── MATERIAL FOR THE TASK
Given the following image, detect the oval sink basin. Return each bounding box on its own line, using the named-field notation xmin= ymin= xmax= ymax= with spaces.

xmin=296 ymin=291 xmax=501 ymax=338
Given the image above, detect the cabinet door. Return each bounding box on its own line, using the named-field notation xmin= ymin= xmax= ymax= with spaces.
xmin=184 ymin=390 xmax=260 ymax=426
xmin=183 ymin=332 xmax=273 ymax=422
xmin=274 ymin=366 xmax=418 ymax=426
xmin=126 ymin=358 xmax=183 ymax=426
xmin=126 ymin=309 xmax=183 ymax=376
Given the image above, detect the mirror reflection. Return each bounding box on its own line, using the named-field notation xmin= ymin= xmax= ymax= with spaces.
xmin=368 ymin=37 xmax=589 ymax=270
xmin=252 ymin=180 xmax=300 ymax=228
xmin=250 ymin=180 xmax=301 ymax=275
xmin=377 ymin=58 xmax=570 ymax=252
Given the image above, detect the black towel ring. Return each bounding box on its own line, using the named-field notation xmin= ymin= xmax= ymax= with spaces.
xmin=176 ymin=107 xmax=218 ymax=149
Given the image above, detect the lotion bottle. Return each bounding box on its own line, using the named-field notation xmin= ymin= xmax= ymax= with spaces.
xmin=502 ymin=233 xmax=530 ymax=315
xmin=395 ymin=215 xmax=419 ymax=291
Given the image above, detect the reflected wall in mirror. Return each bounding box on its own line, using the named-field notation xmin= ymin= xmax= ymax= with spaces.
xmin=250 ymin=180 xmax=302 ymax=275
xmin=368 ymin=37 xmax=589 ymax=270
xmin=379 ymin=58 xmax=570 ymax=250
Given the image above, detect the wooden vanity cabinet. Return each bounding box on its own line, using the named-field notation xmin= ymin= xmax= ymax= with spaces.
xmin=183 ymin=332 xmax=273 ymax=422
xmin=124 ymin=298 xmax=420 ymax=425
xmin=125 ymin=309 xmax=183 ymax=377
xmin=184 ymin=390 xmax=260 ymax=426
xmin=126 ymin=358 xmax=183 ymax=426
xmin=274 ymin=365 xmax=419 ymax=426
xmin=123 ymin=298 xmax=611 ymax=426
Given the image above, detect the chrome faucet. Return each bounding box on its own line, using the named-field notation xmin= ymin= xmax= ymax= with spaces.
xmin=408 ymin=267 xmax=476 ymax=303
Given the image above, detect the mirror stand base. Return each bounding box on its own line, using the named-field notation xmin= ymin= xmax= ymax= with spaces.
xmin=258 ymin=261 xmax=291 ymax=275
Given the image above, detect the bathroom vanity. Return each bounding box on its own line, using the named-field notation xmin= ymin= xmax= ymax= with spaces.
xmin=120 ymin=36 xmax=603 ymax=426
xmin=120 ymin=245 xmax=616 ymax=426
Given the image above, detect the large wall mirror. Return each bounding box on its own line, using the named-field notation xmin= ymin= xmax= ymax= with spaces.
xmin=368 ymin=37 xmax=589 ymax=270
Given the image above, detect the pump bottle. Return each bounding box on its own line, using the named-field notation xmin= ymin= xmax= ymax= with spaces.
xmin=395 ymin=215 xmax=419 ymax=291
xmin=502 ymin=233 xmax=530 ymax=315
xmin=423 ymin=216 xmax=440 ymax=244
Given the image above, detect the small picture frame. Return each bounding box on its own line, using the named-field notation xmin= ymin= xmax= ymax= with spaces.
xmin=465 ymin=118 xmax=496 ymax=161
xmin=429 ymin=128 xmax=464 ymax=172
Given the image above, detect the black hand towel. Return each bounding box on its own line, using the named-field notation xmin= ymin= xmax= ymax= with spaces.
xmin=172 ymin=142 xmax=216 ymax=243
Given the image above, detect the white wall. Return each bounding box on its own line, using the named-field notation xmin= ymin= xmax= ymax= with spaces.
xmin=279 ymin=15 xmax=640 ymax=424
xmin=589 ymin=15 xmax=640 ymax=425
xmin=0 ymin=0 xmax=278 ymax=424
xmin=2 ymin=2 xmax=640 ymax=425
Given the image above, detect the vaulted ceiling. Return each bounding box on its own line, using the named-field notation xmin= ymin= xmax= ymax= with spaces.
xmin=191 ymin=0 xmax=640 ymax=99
────
Repeat every record above exactly as it appears.

→ **SOLUTION TO THE EXERCISE**:
Given the following image, detect the oval sink basin. Return each bounding box on its own line, using the named-field notation xmin= ymin= xmax= ymax= with spaces.

xmin=296 ymin=291 xmax=501 ymax=338
Given the image above, detect the cabinet door. Return each bounding box on its own line, using the named-field notation xmin= ymin= xmax= ymax= with spaces.
xmin=184 ymin=390 xmax=260 ymax=426
xmin=183 ymin=332 xmax=273 ymax=422
xmin=274 ymin=366 xmax=418 ymax=426
xmin=126 ymin=358 xmax=183 ymax=426
xmin=126 ymin=309 xmax=183 ymax=376
Given the image above, detect the mirror reflection. Return each bounding box on its own line, using the named-field notation xmin= ymin= xmax= ymax= with spaces.
xmin=368 ymin=37 xmax=589 ymax=270
xmin=252 ymin=180 xmax=300 ymax=228
xmin=250 ymin=180 xmax=301 ymax=275
xmin=377 ymin=58 xmax=570 ymax=252
Given the image above, detect the black towel ring. Return each bounding box on its own line, using the named-field notation xmin= ymin= xmax= ymax= with spaces.
xmin=176 ymin=107 xmax=218 ymax=149
Given the image above, detect the lotion bottle. Return each bounding box on its own line, using the named-field notation xmin= ymin= xmax= ymax= with spaces.
xmin=502 ymin=233 xmax=530 ymax=315
xmin=395 ymin=215 xmax=419 ymax=291
Given the image above, detect the reflected wall in mirror. Return each bounding box on its own line, using the named-field notation xmin= ymin= xmax= ymax= with spaces.
xmin=250 ymin=180 xmax=302 ymax=275
xmin=368 ymin=37 xmax=589 ymax=270
xmin=379 ymin=58 xmax=570 ymax=250
Given the image above, detect the wooden vanity cabinet. Return each bounding box on its own line, using the named-field notation xmin= ymin= xmax= ymax= with spaces.
xmin=183 ymin=332 xmax=273 ymax=422
xmin=124 ymin=298 xmax=420 ymax=425
xmin=125 ymin=309 xmax=183 ymax=377
xmin=184 ymin=390 xmax=260 ymax=426
xmin=126 ymin=358 xmax=183 ymax=426
xmin=274 ymin=365 xmax=419 ymax=426
xmin=123 ymin=298 xmax=611 ymax=426
Given the image above, detect the chrome faucet. Return each bounding box on its own line, using the named-field notation xmin= ymin= xmax= ymax= with spaces.
xmin=408 ymin=267 xmax=476 ymax=303
Given the image above, detect the mirror stand base. Return each bounding box on its own line, using the named-field notation xmin= ymin= xmax= ymax= with spaces.
xmin=258 ymin=261 xmax=291 ymax=275
Given the image above, detect the bathroom vanity. Return each bounding box on its own line, using the named-field notation xmin= ymin= xmax= ymax= with spaces.
xmin=120 ymin=36 xmax=603 ymax=426
xmin=120 ymin=245 xmax=616 ymax=426
Given the image above, detect the large wall mirror. Return each bounding box on its own line, using the named-field notation xmin= ymin= xmax= ymax= with spaces.
xmin=368 ymin=37 xmax=589 ymax=270
Given the image above, detect the pump bottle. Return each bounding box on its own line, using the named-field notation xmin= ymin= xmax= ymax= with spaces.
xmin=395 ymin=215 xmax=419 ymax=291
xmin=502 ymin=233 xmax=530 ymax=315
xmin=423 ymin=216 xmax=440 ymax=244
Given the image above, detect the small picture frame. Return each bounding box on its own line, using the named-field notation xmin= ymin= xmax= ymax= with spaces.
xmin=465 ymin=118 xmax=496 ymax=161
xmin=429 ymin=128 xmax=464 ymax=172
Given the image above, detect the black hand towel. Return each bounding box on its own line, using the named-field notation xmin= ymin= xmax= ymax= with spaces.
xmin=172 ymin=142 xmax=216 ymax=243
Given the image above, detect the white wall. Return each bounding box on its own line, using the named-field notation xmin= ymin= xmax= ymax= with spaces.
xmin=279 ymin=15 xmax=640 ymax=424
xmin=589 ymin=15 xmax=640 ymax=425
xmin=0 ymin=0 xmax=278 ymax=424
xmin=2 ymin=2 xmax=640 ymax=425
Given the image above, detect the vaulted ceiling. Return each bounding box on its own line, using the named-field notation xmin= ymin= xmax= ymax= with spaces.
xmin=191 ymin=0 xmax=640 ymax=99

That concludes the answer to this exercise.